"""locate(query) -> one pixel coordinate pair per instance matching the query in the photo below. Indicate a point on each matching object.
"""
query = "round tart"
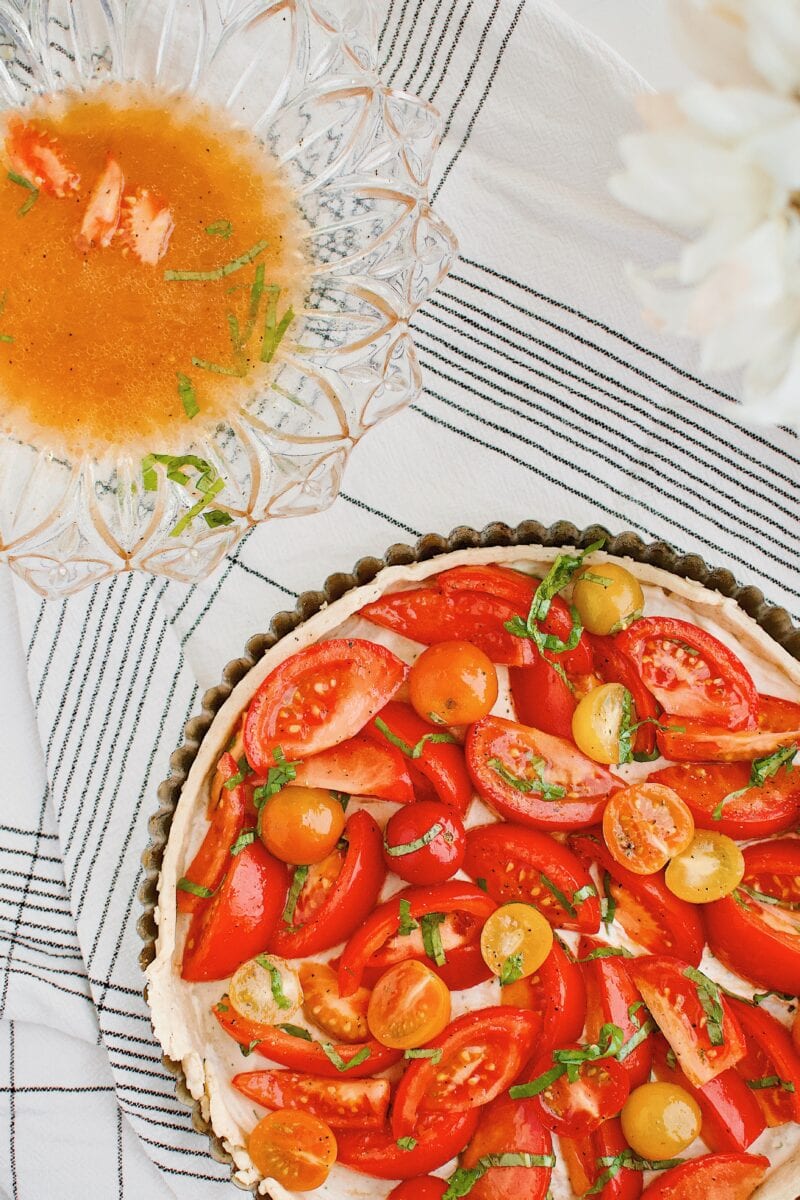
(486, 877)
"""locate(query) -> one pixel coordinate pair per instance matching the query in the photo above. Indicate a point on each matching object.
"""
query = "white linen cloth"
(545, 396)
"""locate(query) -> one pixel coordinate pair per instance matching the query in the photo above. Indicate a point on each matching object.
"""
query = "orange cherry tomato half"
(294, 1149)
(647, 825)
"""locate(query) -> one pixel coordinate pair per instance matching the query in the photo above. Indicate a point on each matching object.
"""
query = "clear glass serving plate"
(302, 76)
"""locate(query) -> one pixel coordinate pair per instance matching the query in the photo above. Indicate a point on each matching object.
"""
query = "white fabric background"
(545, 397)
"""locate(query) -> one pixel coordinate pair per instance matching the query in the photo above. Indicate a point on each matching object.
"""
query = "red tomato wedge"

- **What to do**:
Exclude the images and output the lines above exactly.

- **Answer box**:
"""locate(query) -> one pixel coordinate pair per instance matching the query in the photo below. Indicate a point on each matching object.
"""
query = "round tart"
(486, 877)
"""locate(query) -> one pixel coordinate pair per instance matching the query in the photo above. Indicate a point on each matching object.
"""
query = "white linen cloth"
(545, 396)
"""locate(query) -> one pixel coordinate pair per instance matching the query in the photo above. Indicate a point on each matching object.
"""
query = "orange cherry tomato half"
(294, 1149)
(647, 825)
"""locate(query) -> one pixel coordinate pair per instance matching the query in the photo above. Indicate a point on each matching object.
"""
query = "clear glass serving plate"
(302, 76)
"""locate(query) -> one pixel coordinate pair per instance matching the query in the photo above. Indicate a point on each matching object.
"""
query = "white fabric background"
(545, 397)
"""locate(query) -> one pixel coordinate pair per instance matching the query in the photo above. Indicate a point on each matching object.
"""
query = "red tomato wedge"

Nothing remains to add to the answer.